TEXT BLOCK |
Gender discrimination linked to poor project management

Software tool could help detect bias, some say

New research suggests that technically oriented women could face gender discrimination in their jobs in part because of mismanaged IT projects.

New research suggests that technically oriented women could face gender discrimination in their jobs at high-tech firms in part because of mismanaged projects.

Tech firms rely excessively on a "hero mindset" to save runaway coding projects that are poorly organized, and employees with family responsibilities -- often women -- are sacrificed as a result, according to the report.

Women in IT: Success and struggle

"The Recruitment, Retention, and Advancement of Technical Women: Breaking Barriers to Cultural Change in Corporations" was published Monday by the Anita Borg Institute for Women and Technology, a nonprofit organization that focuses on the role of women at high-tech firms.

There's also evidence of bias against women in recruitment and job assignment in places where high-tech corporate cultures thrive on this "hero mindset" that "rewards a 'last minute' crunch where 24/7 work becomes necessary to 'save' a project, failing to acknowledge family responsibilities and flexibility needs," the report says.

This fly-by-the-seat-of-your-pants workaday world represents a pattern that's grown mainly because an organization "poorly defines requirements and project management."

Silicon Valley's sometimes frantic fire-fighting pace and in-your-face communications style produce many technical cultures that "leave women feeling isolated and crushed," according to the report.

The report reflects what 59 senior business and technical managers, both men and women, confided in a closed forum organized last October by the Palo Alto-based Anita Borg Institute. The participants came from companies including Cisco, Facebook, Goldman Sachs, Google, HP, IBM, Intel, Microsoft and Symantec.

The report says it's common in the high-tech world to find the modern equivalent of the "good old boys network" that tends to hire "people who are like them."

WHAT THE TASK REQUIRES |
Reproduce the article on gender discrimination and project management from "This fly-by-the-seat-of-your-pants workaday" up to and including "Microsoft and Symantec.".

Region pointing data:

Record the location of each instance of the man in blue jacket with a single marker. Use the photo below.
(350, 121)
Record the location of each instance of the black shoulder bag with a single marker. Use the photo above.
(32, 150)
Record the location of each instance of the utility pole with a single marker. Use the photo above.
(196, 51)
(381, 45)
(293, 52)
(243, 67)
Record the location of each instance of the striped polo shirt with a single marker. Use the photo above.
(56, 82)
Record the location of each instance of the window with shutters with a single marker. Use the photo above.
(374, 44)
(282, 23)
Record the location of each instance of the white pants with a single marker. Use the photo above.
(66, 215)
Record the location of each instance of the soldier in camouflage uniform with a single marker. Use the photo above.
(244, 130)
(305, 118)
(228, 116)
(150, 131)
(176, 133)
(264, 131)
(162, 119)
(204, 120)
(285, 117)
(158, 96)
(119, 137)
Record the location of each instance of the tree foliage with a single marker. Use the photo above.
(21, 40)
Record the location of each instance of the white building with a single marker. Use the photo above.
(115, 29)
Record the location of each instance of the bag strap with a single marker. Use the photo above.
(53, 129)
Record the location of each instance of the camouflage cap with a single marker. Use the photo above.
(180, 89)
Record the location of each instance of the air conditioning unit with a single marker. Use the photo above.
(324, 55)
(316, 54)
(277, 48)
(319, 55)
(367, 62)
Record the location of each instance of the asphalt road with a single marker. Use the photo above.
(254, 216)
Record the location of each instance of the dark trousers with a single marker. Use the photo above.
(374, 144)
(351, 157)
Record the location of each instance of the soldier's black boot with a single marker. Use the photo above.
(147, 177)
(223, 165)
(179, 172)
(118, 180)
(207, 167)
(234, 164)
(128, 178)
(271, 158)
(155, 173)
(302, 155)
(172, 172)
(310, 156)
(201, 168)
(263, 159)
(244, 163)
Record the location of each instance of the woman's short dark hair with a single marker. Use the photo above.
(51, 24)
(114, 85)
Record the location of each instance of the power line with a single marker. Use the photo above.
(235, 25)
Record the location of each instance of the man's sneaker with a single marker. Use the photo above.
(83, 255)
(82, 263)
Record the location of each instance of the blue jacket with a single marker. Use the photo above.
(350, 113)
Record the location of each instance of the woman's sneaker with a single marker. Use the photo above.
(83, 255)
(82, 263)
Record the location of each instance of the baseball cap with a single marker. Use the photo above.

YOUR SOLUTION |
This fly-by-the-seat-of-your-pants workaday world represents a pattern that's grown mainly because an organization "poorly defines requirements and project management."

Silicon Valley's sometimes frantic fire-fighting pace and in-your-face communications style produce many technical cultures that "leave women feeling isolated and crushed," according to the report.

The report reflects what 59 senior business and technical managers, both men and women, confided in a closed forum organized last October by the Palo Alto-based Anita Borg Institute. The participants came from companies including Cisco, Facebook, Goldman Sachs, Google, HP, IBM, Intel, Microsoft and Symantec.